▸ EXERCISE REQUIREMENTS: Quote only the lines from the one containing "slope. Do not add anything beyond the points." through the final line, both included, and omit the pictures.

============================================================

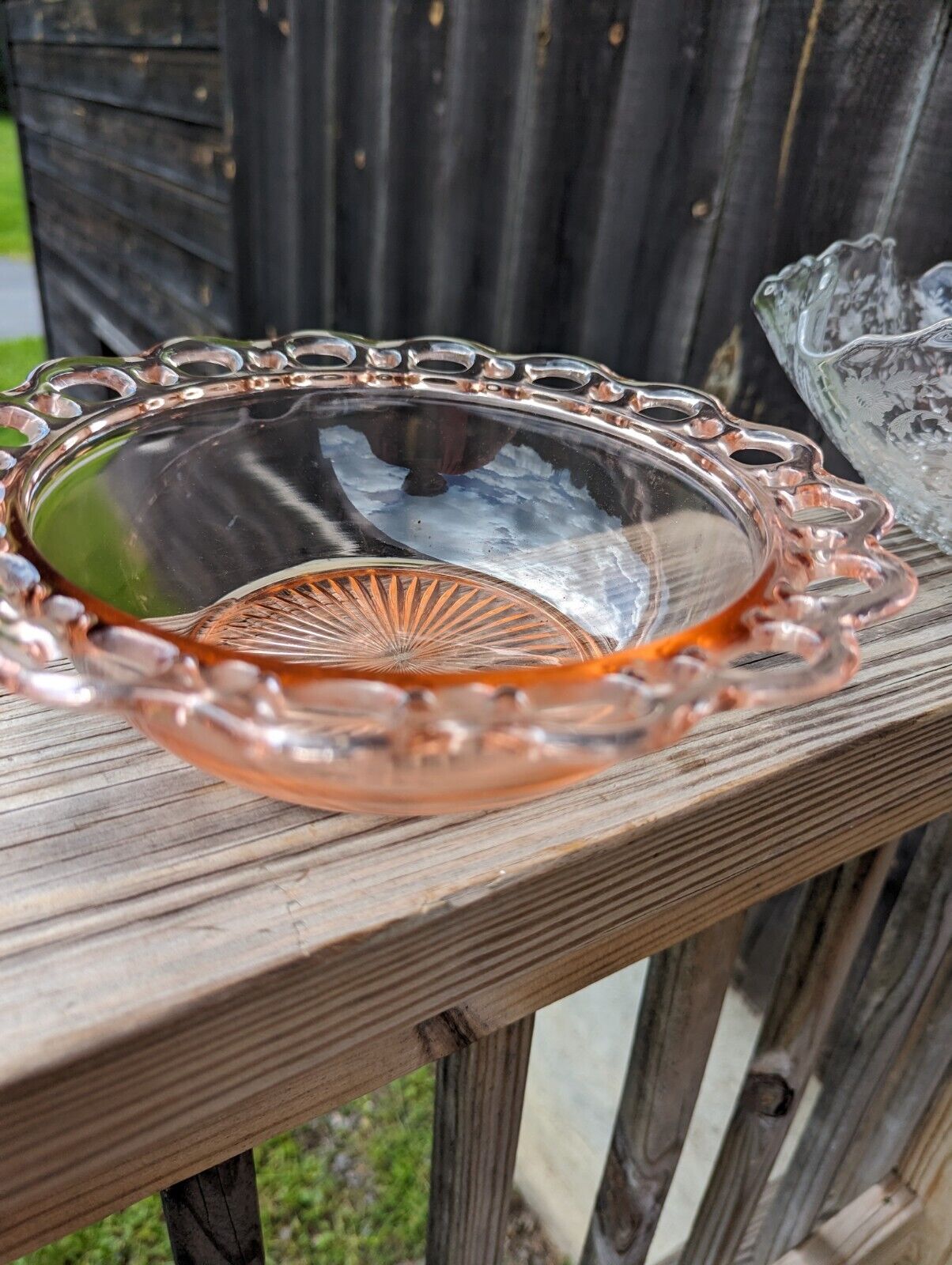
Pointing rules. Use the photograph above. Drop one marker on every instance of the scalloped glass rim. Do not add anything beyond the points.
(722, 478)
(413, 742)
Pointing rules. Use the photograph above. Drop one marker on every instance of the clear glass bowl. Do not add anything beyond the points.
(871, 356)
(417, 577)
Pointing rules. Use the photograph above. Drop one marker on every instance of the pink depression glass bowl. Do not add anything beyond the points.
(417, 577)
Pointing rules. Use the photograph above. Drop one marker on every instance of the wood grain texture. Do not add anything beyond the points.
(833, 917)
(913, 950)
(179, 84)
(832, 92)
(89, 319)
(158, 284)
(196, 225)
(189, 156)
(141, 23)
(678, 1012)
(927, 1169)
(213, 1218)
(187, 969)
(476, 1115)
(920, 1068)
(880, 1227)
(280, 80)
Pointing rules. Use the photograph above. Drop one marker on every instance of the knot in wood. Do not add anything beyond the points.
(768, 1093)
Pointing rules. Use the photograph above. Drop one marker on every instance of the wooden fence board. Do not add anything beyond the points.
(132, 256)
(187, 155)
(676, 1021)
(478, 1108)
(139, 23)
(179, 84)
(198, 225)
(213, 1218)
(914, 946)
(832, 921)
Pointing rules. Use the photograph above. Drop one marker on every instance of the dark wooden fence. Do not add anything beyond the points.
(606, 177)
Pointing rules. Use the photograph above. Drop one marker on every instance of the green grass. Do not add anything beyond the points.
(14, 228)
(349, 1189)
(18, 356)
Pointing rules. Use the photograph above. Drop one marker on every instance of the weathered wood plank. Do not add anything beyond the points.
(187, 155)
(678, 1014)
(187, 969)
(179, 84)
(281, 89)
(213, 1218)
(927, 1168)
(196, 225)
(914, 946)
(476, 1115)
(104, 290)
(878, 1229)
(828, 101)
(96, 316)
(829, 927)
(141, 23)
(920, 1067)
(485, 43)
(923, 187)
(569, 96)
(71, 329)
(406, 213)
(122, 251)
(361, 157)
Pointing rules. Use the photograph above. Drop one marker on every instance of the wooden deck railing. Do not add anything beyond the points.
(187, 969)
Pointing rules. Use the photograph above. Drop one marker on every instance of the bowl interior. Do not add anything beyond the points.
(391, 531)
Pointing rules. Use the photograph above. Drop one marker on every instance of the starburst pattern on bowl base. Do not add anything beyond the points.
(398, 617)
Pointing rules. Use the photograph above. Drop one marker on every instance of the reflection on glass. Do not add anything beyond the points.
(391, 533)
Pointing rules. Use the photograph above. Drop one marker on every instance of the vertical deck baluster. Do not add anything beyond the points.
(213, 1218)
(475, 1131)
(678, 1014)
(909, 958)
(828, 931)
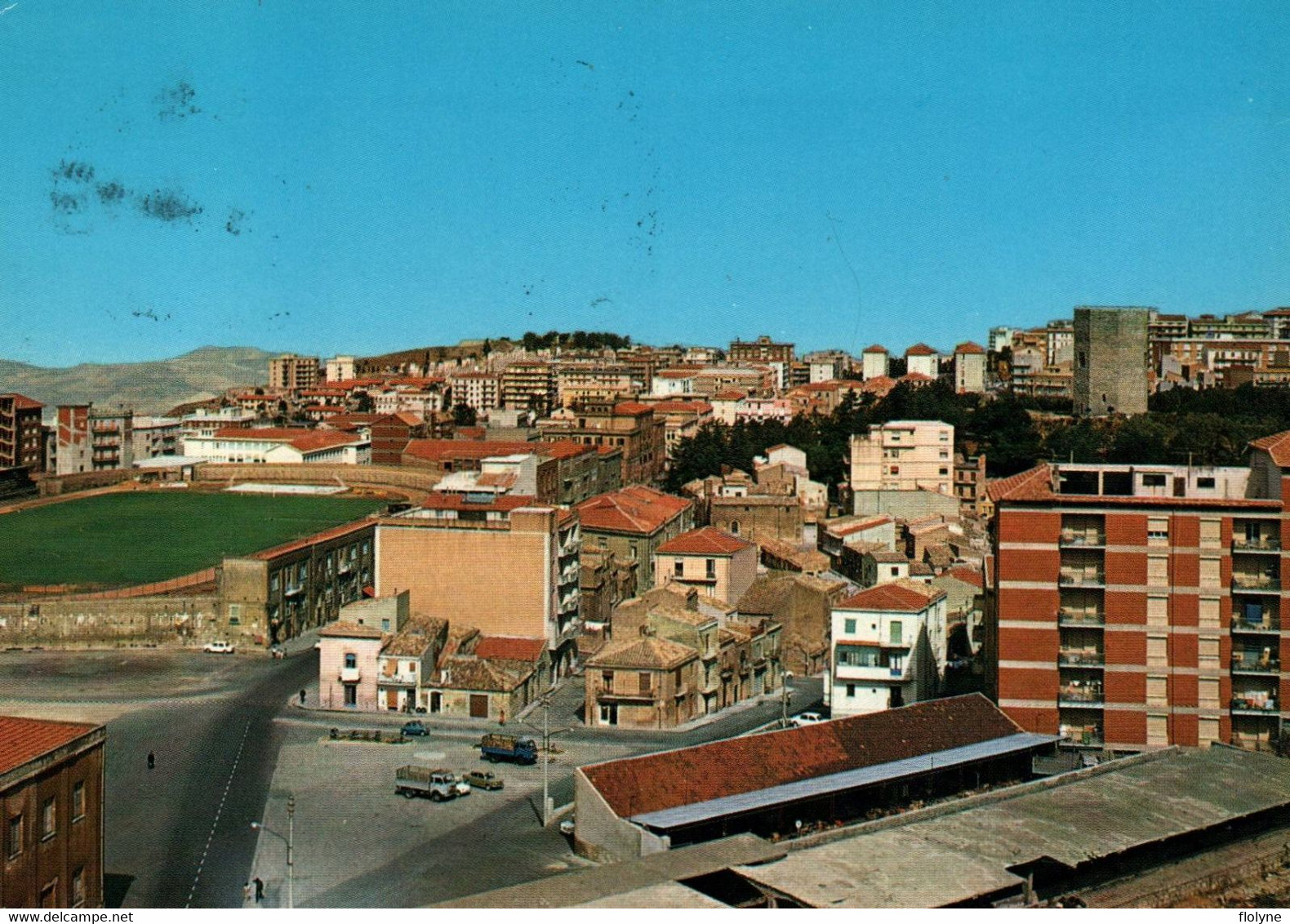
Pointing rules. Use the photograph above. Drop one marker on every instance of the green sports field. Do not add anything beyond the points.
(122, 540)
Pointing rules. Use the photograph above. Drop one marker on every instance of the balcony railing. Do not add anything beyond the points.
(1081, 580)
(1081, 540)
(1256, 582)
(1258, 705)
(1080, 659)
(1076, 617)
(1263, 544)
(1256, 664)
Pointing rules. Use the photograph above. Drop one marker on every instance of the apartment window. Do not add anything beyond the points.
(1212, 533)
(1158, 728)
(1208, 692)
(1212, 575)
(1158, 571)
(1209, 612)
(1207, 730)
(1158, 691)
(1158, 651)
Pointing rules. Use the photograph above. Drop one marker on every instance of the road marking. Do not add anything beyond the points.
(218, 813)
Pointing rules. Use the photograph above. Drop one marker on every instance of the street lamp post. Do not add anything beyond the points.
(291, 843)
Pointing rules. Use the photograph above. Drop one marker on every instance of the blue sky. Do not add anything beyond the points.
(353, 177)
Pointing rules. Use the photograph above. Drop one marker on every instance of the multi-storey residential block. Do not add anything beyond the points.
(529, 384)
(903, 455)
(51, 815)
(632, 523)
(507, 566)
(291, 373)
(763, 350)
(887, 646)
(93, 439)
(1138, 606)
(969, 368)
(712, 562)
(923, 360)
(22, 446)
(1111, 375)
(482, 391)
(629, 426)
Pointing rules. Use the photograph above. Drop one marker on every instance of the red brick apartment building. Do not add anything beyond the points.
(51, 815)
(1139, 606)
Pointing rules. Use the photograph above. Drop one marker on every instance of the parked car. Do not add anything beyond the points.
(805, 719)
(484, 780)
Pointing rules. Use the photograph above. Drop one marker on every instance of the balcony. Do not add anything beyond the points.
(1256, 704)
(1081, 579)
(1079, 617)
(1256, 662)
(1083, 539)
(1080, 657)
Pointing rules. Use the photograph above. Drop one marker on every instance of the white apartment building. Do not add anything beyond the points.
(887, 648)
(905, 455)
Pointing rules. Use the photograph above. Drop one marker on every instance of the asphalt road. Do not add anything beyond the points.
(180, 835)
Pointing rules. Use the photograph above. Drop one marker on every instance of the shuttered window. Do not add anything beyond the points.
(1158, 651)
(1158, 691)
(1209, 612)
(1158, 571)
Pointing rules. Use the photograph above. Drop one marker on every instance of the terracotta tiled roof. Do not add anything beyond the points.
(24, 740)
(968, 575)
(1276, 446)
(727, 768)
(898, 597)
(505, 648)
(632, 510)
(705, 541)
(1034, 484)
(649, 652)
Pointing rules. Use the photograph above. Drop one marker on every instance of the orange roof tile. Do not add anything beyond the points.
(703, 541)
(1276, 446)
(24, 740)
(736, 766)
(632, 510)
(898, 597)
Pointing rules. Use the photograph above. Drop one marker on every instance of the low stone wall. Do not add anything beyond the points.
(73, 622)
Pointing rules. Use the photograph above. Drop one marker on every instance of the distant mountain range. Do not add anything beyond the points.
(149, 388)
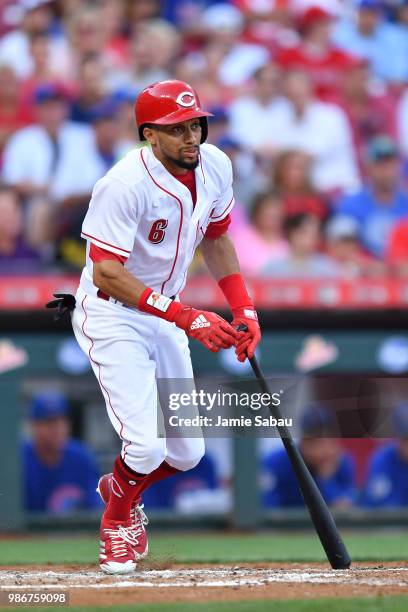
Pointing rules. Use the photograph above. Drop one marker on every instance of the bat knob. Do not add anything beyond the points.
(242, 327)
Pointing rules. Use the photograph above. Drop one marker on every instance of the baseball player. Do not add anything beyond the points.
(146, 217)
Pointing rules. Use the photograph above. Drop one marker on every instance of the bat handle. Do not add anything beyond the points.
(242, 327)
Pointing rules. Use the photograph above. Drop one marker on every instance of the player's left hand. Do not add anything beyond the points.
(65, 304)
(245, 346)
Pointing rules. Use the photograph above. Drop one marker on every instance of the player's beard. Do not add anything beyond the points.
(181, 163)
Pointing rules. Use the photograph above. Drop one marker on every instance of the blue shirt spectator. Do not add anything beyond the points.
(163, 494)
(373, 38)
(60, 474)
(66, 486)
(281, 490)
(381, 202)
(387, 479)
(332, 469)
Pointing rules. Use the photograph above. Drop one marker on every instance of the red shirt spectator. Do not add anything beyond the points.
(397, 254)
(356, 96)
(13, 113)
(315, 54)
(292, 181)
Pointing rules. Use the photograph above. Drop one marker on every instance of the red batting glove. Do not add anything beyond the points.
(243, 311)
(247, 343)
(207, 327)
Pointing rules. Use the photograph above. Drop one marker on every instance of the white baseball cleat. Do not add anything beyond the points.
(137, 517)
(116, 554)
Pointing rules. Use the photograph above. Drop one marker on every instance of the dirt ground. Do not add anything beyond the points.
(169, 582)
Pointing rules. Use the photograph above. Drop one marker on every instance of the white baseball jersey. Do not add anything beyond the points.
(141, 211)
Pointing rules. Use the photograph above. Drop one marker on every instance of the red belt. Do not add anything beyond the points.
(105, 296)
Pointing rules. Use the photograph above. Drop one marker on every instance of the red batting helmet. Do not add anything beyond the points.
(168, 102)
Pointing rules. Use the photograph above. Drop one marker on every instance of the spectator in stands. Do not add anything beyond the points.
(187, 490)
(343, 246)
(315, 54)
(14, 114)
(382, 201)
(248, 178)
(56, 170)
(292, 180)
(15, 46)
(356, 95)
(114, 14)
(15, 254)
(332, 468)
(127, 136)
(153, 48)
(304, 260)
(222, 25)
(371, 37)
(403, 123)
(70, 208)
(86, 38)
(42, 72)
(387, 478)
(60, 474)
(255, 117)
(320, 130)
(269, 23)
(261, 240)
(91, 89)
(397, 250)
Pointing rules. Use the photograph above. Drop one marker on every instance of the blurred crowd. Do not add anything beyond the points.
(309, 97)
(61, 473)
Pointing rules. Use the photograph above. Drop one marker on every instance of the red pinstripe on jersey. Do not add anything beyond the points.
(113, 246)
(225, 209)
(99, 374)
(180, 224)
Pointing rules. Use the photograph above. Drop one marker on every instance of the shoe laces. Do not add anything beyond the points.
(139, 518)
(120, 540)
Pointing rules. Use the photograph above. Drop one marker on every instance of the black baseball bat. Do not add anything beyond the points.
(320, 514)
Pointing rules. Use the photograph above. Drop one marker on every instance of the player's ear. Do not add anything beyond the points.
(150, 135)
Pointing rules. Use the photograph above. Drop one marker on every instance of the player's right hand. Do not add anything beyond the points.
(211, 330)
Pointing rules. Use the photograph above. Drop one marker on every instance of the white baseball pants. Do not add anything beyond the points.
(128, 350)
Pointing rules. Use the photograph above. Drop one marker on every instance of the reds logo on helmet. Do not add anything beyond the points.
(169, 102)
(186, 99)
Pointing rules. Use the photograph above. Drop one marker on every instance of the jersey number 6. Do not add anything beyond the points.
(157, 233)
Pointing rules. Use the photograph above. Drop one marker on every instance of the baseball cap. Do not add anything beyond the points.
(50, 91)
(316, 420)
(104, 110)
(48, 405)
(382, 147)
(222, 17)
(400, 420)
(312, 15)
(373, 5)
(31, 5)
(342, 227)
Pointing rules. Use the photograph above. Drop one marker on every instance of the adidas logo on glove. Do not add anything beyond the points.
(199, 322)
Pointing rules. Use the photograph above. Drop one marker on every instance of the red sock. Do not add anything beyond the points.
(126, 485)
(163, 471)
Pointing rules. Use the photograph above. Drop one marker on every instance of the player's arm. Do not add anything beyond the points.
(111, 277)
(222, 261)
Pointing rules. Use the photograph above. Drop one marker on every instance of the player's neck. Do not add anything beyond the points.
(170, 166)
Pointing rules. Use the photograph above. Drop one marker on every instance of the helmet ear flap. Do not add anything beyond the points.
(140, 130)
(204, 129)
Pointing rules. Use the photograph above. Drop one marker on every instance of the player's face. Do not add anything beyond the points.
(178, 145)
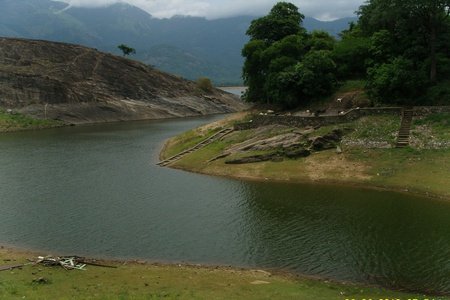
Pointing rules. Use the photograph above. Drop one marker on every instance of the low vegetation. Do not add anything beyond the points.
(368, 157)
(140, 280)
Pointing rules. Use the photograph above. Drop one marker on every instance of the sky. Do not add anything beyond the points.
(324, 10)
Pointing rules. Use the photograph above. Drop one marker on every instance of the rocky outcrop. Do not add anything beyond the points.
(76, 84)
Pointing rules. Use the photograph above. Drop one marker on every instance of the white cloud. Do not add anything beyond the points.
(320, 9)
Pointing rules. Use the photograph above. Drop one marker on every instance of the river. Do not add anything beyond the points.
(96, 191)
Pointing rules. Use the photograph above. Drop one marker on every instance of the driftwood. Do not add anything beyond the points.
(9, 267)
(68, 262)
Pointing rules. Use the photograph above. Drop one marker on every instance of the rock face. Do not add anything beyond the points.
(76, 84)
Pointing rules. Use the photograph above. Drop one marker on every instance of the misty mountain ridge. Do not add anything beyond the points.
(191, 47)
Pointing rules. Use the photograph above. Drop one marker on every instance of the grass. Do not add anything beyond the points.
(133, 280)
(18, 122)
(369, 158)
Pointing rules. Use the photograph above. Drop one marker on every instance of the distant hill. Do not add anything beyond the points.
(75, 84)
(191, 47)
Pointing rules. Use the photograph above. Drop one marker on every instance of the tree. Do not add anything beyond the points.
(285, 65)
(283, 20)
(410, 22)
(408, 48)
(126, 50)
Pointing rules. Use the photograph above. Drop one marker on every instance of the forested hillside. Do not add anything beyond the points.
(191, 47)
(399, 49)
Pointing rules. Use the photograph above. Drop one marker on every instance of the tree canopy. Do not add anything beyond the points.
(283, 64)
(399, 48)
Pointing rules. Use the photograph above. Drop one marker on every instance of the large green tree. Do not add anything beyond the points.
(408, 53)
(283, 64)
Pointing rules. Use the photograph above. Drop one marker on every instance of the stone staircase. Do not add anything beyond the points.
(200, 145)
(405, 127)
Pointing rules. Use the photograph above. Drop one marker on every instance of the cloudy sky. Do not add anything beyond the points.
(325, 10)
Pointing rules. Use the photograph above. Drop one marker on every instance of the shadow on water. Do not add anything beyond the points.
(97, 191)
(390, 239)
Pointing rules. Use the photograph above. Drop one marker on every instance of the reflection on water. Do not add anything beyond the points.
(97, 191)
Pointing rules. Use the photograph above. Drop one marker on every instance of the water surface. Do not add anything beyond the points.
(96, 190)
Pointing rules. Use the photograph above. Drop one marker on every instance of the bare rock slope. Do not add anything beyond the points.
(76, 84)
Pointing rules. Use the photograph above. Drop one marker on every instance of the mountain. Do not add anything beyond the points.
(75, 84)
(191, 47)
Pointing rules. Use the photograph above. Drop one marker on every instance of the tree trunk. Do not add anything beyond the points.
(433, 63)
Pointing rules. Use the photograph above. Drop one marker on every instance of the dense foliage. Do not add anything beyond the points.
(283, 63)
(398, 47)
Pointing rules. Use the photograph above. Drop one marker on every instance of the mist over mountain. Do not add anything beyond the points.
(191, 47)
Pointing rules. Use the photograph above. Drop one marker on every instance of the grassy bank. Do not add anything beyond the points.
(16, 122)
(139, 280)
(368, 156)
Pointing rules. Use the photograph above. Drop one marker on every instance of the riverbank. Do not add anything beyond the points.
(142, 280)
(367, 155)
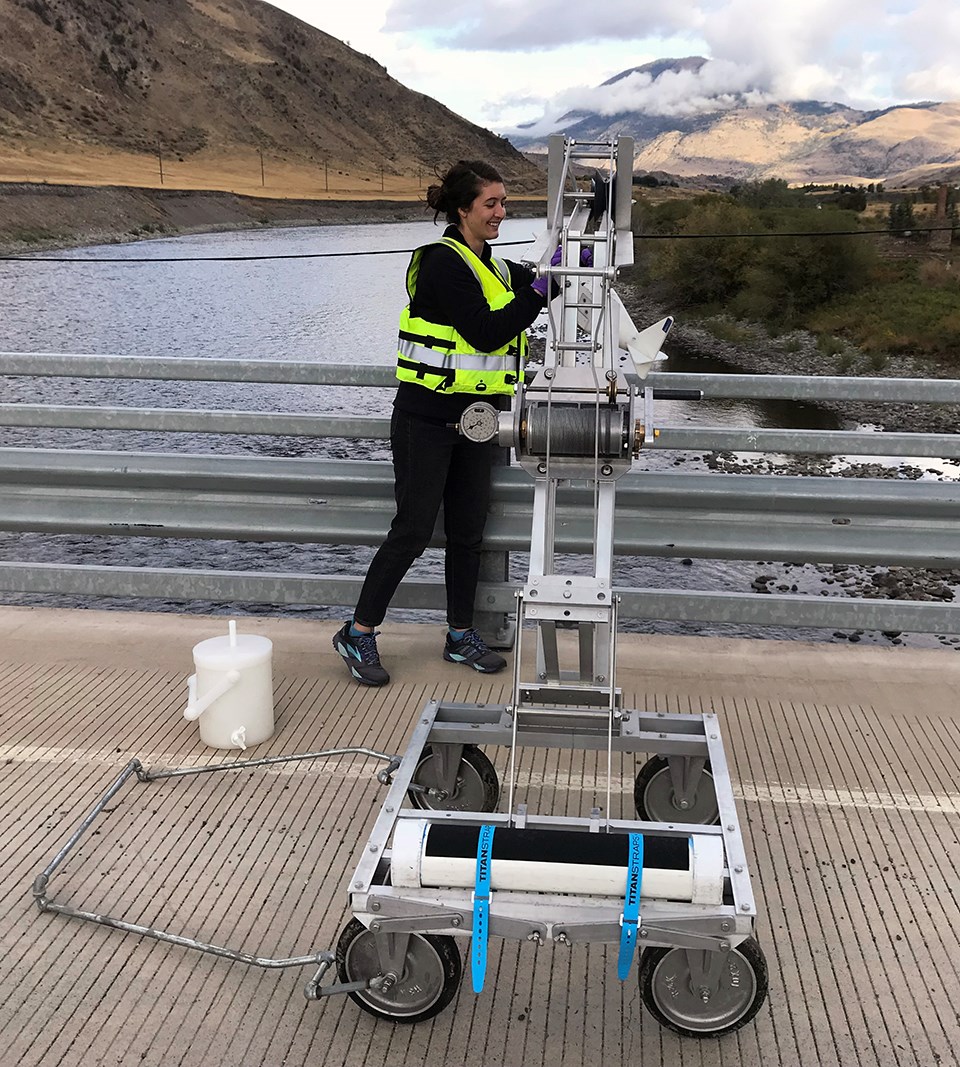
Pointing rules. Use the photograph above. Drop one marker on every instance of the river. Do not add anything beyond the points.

============================================================

▸ REPLY TO THE TASK:
Pointing rules. Use the photograph above. Drop one marker on every instance of the bare rock slope. Do not add anything beyond the points.
(76, 84)
Pointing rules. Use the photograph above. Drop one marker on every instance of the mountain. Do not add anything beyond the points.
(75, 84)
(191, 47)
Pointing rules. Use the photograph above. Drop one marker on every instance of the tree trunk. Do not add anything beyond the points.
(433, 63)
Pointing rules. Use the photograph above. Drop one marker on every instance of the dense foliage. Do not add anything beyond the points.
(283, 63)
(398, 47)
Pointing rules. Use the photograph above. Drop one marker on every instance of the mist over mountain. Do not add anything beyond the points.
(191, 47)
Pointing rules. Use the photograph above. Drop one marker on every instance of the grassy bank. Do not add anything beyond the points.
(16, 122)
(139, 280)
(368, 156)
Pointing rules. Use the photograph above. Drop one marker on every instance of the riverbank. Do not add anything beyond the points.
(142, 280)
(367, 155)
Pointing rules. Use the photograph above. Drop one marker on every instance of the river. Do not add anything beyond the points.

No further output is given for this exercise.